Aim of the task: Continue the forum thread about using fabric softener from the point where it stops.

Document excerpt:
↓

# Do You Regularly Use Fabric Softener When You Do the Laundry?



## SeaBreeze (Aug 7, 2018)

I had a load going that I just put into the dryer.  For the longest time I use the less expensive Kirkland dryer sheets from Costco in my dryer, they lasted forever, but finally when I ran out last week I started using Bounce sheets, nice to have a change in smell.  I always use unscented detergent though.

My husband and I bought a couple of new pairs of cargo pants awhile back that were a bit stiff and uncomfortable.  For the first time I bought the liquid Downy softener, we both liked that smell, but it took repeated washings and still the pants aren't as soft as I'd like.

I use softener to help with wrinkles and static cling.  Do you use a fabric softener or conditioner, if so, what type and brand?


----------



## ProsperosDaughter (Aug 7, 2018)

I use white vinegar in my final rinse. I do not care for the softener residue of the scent.


----------



## Marie5656 (Aug 7, 2018)

*I usually use the liquid rather than sheets.  Personal preference.  Everything except for the towels, and the fleece I put in the rats' cage ( not good for them.)*


----------



## hollydolly (Aug 7, 2018)

I used to always use Bounce, and I tried the kirkland sheets in the dryer , but we stopped shopping at Costco a long time ago, so now I just buy generic supermarket sheets..I don't like to put liquid  softener in my washing machine


----------



## Keesha (Aug 7, 2018)

I use vinegar also but I’ve been known to use downy,Kirkland  or gain fabric sheets. I like the smell and the way it reduces wrinkles. The clothes are softer.


----------



## SeaBreeze (Aug 7, 2018)

Marie5656 said:


> *I usually use the liquid rather than sheets.  Personal preference.  Everything except for the towels, and the fleece I put in the rats' cage ( not good for them.)*



I agree Marie, I try to keep artificial scents away from my furkids if possible.


----------



## SeaBreeze (Aug 7, 2018)

Keesha said:


> I use vinegar also but I’ve been known to use downy,Kirkland  or gain fabric sheets. I like the smell and the way it reduces wrinkles. The clothes are softer.



I used to use Gain detergent years ago before I went more natural, really liked that scent, so did hubby.


----------



## jujube (Aug 7, 2018)

↑

Excerpted data:
↓

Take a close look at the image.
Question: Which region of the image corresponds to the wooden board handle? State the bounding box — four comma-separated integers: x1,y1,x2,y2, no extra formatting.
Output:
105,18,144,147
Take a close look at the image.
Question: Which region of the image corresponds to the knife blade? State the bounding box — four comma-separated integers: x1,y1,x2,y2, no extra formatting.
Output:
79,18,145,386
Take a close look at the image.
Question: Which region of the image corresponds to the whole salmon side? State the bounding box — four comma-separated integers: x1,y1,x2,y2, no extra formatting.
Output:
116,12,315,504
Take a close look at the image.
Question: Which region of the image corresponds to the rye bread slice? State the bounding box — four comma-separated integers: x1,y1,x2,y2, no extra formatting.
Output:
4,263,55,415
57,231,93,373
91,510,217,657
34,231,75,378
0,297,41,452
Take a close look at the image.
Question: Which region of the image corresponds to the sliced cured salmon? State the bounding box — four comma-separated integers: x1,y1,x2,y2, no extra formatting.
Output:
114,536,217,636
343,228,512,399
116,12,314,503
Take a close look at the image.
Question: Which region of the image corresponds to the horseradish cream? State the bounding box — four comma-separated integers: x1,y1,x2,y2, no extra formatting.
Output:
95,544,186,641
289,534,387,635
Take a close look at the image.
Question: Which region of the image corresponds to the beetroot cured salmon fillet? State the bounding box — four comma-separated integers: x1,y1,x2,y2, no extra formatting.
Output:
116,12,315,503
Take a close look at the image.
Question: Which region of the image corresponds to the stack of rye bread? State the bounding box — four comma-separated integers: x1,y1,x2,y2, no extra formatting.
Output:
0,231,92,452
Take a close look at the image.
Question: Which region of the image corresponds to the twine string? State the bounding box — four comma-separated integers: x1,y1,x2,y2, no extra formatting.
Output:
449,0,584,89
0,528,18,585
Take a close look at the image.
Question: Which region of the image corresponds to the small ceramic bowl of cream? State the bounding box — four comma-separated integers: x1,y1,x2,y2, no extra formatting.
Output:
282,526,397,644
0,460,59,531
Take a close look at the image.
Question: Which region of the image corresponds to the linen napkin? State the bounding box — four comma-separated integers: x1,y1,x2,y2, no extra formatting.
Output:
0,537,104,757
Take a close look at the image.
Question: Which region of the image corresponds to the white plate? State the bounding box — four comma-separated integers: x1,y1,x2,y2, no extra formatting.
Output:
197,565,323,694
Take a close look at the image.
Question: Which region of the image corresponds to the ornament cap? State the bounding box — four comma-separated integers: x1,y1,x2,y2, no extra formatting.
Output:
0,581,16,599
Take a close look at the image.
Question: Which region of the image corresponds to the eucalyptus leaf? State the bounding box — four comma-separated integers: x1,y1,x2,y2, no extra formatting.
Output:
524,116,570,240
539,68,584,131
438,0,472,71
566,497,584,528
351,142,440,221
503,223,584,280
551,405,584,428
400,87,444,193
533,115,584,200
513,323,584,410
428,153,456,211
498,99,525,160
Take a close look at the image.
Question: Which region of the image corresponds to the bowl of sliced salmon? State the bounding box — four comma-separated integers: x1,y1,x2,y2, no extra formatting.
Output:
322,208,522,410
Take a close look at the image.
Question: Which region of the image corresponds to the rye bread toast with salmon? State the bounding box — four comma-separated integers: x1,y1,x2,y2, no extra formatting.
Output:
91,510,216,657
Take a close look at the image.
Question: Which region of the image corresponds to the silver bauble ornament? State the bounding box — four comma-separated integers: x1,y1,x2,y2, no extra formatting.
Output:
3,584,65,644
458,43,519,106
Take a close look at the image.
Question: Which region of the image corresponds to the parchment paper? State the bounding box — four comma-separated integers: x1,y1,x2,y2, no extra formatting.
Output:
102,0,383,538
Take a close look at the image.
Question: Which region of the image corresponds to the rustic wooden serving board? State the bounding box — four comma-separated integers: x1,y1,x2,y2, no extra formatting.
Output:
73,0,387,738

↑

Task output:
If you do use fabric softeners, be sure to periodically wash your dryer lint trap with hot soapy water.  You don't notice it, but the residue seals up the mesh and you don't get the air flow you need.  Pull the trap out and run some water through it.  If it beads up, it needs washing.


----------



## Butterfly (Aug 7, 2018)

I use the liquid Downy.


----------



## Camper6 (Aug 8, 2018)

I felt the dryer sheets made the clothes feel 'waxy'. I guess that's why it works against static cling. But I don't use it anymore. I don't use anything other than a bit of soap in the wash machine.

How really dirty do clothes get anyway?


----------



## terry123 (Aug 8, 2018)

Use half a dryer sheet and no liquid softener.  Dryer sheet can be reused several times.


----------



## IKE (Aug 8, 2018)

I try to stay as far away from the washer and dryer as humanly possible but I see that mama uses Tide that has Downy already in it plus she also uses Cuddle Soft dryer sheets......I guess she uses both to ensure that my drawers will be nice and soft and won't chafe my delicate little tooshie.


----------



## Aunt Bea (Aug 8, 2018)

Another vote for 1/2 of a dryer sheet!

I use Breezy 55 to a box from the dollar store.

I also use the fragrance enhancing crystals from the dollar store with good results.


----------



## Lara (Aug 8, 2018)

Just dryer sheets, Bounce. Not liquid softener.


----------



## RadishRose (Aug 8, 2018)

No fabric softeners.


----------



## JFBev (Aug 8, 2018)

I use fragrance/dye free for both detergent and dryer sheets (no dryer sheets for towels or bathrobes so they stay absorbent).


----------



## AprilT (Aug 8, 2018)

Allergic to fabric softeners, so only use white vinegar.  I used to add essential oil to the vinegar, but even that my skin doesn't like, so vinegar alone is what I use now; I was using it anyway in the laundry for extra cleaning power, the softening effects are a bonus.


----------



## AprilSun (Aug 9, 2018)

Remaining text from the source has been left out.